- [Problema assegnato A]: Traduci in inglese questa frase dell'articolo sul clarinetto della Piazza Rossa: "Si tratta per lui di un amico da lungo tempo, ex compagno di studi; da bambini entrambi hanno frequentato la Scuola di Musica di Mosca."

- [Articolo]:
***
Introduzione
IL CLARINETTO DELLA PIAZZA ROSSA

<<Mosca, settembre 2003. Sono arrivata in città da poche ore, dopo un volo turbato da agenti atmosferici sfavorevoli e qualche difficoltà al check-in con il bagaglio, troppo ingombrante. Anche se sono venuta con poche cose, visto che la mia permanenza nella capitale É strettamente legata a motivi di lavoro inerenti alla mia attività di avvocato, e non per turismo. Dopo il disbrigo delle mie pratiche in città e le visite di rito che questo viaggio comporta per me, le ore libere dagli impegni presso Ministeri ed uffici amministrativi trascorrono un po' noiose, a causa della lontananza da casa, della solitudine, della mancanza di qualche interlocutore con cui conversare a ruota libera. L'unica compagnia di cui posso avvalermi, la sola persona che sa l'italiano, É un amico russo che conosce perfettamente la mia lingua avendo tradotto Leopardi in russo ed avendo anche pubblicato (sempre in lingua russa) la vita e le opere di Tiziano e di Vivaldi. Ma lui ad una certa ora non ha tempo (e forse voglia) di farmi compagnia, di portarmi a zonzo per la città; preferisce starsene a casa, a gustarsi la famiglia e i suoi nipoti nuovi nuovi, nati da poco. Tuttavia, avvertendo il mio disagio, da vecchio gentiluomo qual è, giusto per distrarmi un po' dalle mie noiose consultazioni cartacee, un giorno mi propone di farmi incontrare un altro italiano che - dice - sicuramente mi può intrattenere e sarà per me una piacevole scoperta. Detto questo mi fissa un appuntamento per il giorno dopo con Giuliano Gramsci.
<<Si tratta per lui di un amico da lungo tempo, ex compagno di studi; da bambini entrambi hanno frequentato la Scuola di Musica di Mosca.
***
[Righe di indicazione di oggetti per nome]
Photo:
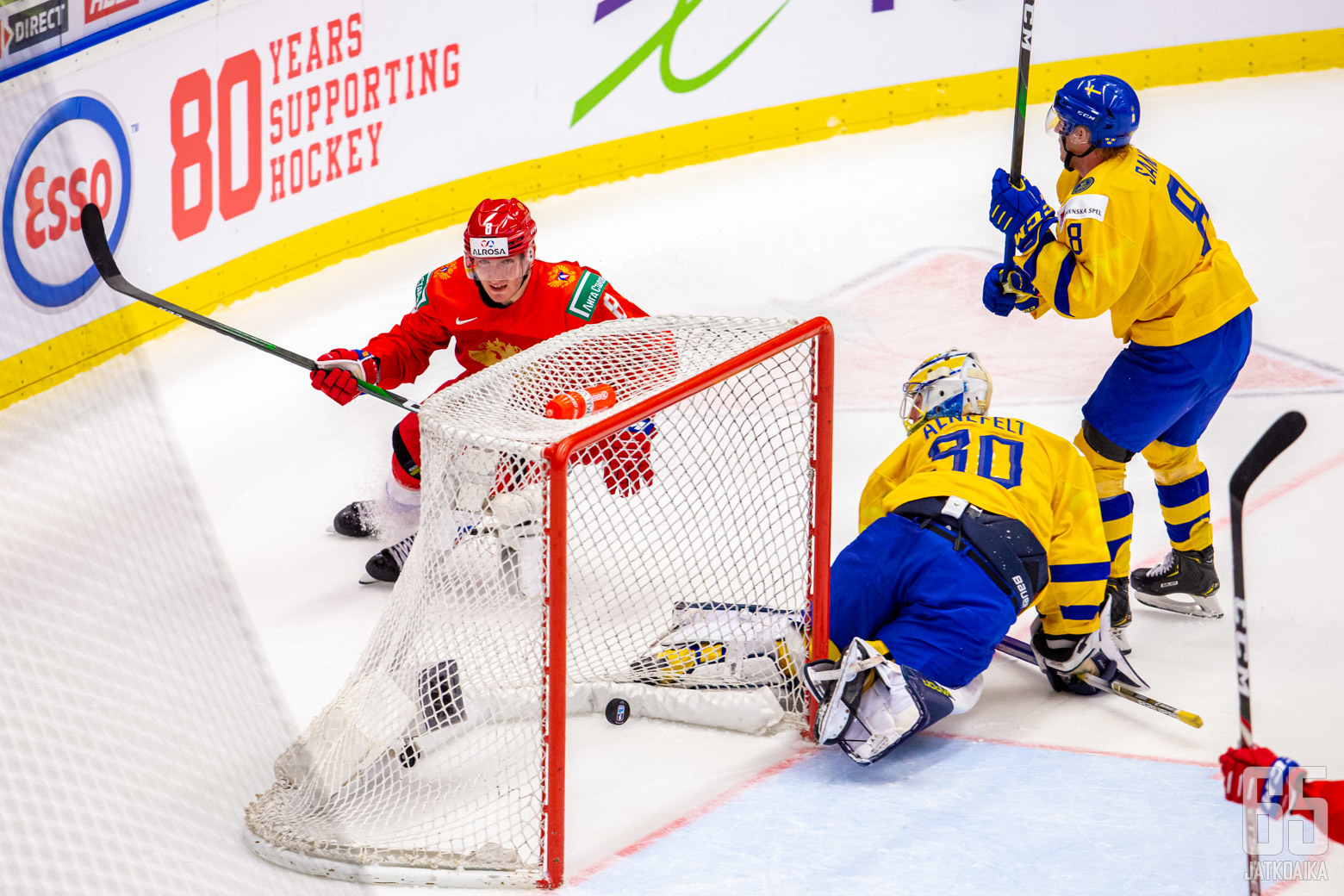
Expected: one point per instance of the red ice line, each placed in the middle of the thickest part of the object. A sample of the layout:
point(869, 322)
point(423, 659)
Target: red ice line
point(699, 812)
***
- [Problema assegnato B]: Trascrivi senza alcuna modifica tutte le righe di indicazione riportate sopra, omettendo le immagini.

- [Risultato atteso A]: For him, this is a longtime friend, a former fellow student; as children, they both attended the Moscow School of Music.

- [Risultato atteso B]:
Photo:
Expected: one point per instance of the red ice line, each placed in the middle of the thickest part of the object. A sample of the layout:
point(869, 322)
point(423, 659)
Target: red ice line
point(699, 812)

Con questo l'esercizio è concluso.